───── Source records

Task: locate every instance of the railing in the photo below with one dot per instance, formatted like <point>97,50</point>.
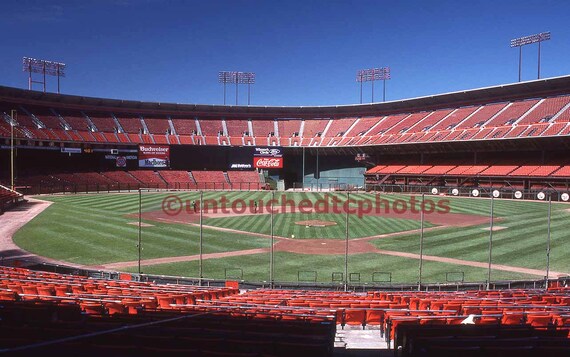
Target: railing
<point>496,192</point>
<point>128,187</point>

──────────
───── Source records

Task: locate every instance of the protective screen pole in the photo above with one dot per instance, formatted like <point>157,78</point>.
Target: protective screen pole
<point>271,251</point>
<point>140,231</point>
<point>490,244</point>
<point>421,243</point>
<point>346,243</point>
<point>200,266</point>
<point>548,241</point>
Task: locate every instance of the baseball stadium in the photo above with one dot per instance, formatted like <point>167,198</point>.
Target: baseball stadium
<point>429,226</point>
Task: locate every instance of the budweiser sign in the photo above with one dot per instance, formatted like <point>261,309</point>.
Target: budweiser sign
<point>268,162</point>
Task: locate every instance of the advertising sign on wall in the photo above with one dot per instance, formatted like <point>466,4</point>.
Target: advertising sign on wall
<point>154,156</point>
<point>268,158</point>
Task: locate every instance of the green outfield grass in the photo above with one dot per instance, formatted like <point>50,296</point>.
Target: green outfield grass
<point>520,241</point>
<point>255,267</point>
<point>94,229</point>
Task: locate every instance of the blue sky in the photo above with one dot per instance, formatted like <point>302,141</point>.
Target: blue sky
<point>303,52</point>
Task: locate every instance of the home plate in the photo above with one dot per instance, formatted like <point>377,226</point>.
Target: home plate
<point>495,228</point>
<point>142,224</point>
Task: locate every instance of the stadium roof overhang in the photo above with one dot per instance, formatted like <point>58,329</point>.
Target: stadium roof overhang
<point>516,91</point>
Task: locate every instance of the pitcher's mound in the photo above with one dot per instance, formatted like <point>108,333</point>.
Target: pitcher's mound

──────────
───── Source records

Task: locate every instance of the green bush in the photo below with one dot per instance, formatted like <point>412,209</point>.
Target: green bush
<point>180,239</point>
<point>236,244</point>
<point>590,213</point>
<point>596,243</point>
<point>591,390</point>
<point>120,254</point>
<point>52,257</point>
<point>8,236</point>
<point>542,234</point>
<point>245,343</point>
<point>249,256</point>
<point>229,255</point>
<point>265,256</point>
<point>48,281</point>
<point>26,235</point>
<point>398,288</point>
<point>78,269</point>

──────────

What you need to do.
What are the lines above, starting at the one with "Target: home plate" and ending at the one with "Target: pitcher's mound"? Give them again exactly, and only them.

Solved exercise.
Target: home plate
<point>495,228</point>
<point>142,224</point>
Task: locate every instance of the stadium roof overhang in the photo above with one dot per instance, formatted like <point>58,329</point>.
Target: stadium roof overhang
<point>516,91</point>
Task: locate every instance of the pitcher's mound in the photo above with one dot per instance, formatted like <point>108,333</point>.
Target: pitcher's mound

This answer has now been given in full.